→ **EXERCISE PASSAGE**
◆ ◆ ◆ ◆ ◆

Seeking to soothe anxieties of pro-European MPs in the wake of John Major's use of the British veto last weekend, the Foreign Secretary told the meeting that 'five or six' alternative candidates who were 'broadly acceptable' to London had already been mooted for the European Commission presidency.

At the same time, the Foreign Secretary acted to contain tremors through the Euro-sceptic wing over Mr Clarke's personal restatement in a pro-European speech of his belief in the long-term goal of a single currency. Mr Hurd said the Cabinet was all agreed that the issue had been 'put on one side'.

Prominent Europhobe backbenchers predictably lost little time yesterday in angrily condemning as 'foolish' and 'inopportune' Mr Clarke's reassertion of his view in favour of Economic and Monetary Union, 'provided the economic circumstances are right'.

Senior Tories and government officials, however, were at pains to point out that Mr Clarke had stressed both that the UK did not accept an 'artificial timetable' and, more important still, that no British government would sign up to a single currency without Parliament's go-ahead.

They also emphasised that much of Mr Clarke's speech to the Konrad Adenauer Stiftung in Bonn was devoted to the free-market, deregulated and free-enterprise Europe he wanted to see. 'There is no alternative to low inflation and healthy public finances as the economic background to all our other efforts to create prosperity and new jobs.'

The Chancellor told his German audience that together they must resist new methods of borrowing by the EU Commission for infrastructure spending that it would be wrong for member states to finance in that way.

◆ ◆ ◆ ◆ ◆

→ **AVAILABLE DATA**
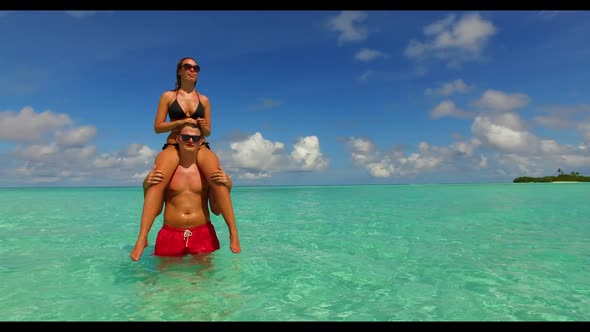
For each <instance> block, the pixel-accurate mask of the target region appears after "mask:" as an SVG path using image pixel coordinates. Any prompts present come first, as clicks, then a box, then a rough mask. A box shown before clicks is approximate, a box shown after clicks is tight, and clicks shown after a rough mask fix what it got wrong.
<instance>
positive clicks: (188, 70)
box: [182, 63, 201, 73]
mask: <svg viewBox="0 0 590 332" xmlns="http://www.w3.org/2000/svg"><path fill="white" fill-rule="evenodd" d="M182 68H183V69H184V70H186V71H189V70H191V68H192V69H193V70H194V71H196V72H197V73H198V72H200V71H201V67H199V65H194V66H193V65H191V64H190V63H185V64H183V65H182Z"/></svg>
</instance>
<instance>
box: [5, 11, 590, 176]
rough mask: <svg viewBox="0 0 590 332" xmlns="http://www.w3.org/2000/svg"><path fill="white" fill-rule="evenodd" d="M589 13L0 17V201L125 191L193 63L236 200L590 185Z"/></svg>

◆ ◆ ◆ ◆ ◆

→ **WHAT TO WORK ON**
A: In the passage about the Foreign Secretary and Mr Clarke, how many alternative candidates for the European Commission presidency did the Foreign Secretary say had already been mooted?
B: In the records, switch "rough mask" to "coarse mask" from the line with "</instance>" up to and including the final line, and give only those lines, with everything else left the same.

→ **RESPONSES BY TASK**
A: 'Five or six' candidates who were 'broadly acceptable' to London.

B:
</instance>
<instance>
box: [5, 11, 590, 176]
coarse mask: <svg viewBox="0 0 590 332" xmlns="http://www.w3.org/2000/svg"><path fill="white" fill-rule="evenodd" d="M589 13L0 17V201L125 191L193 63L236 200L590 185Z"/></svg>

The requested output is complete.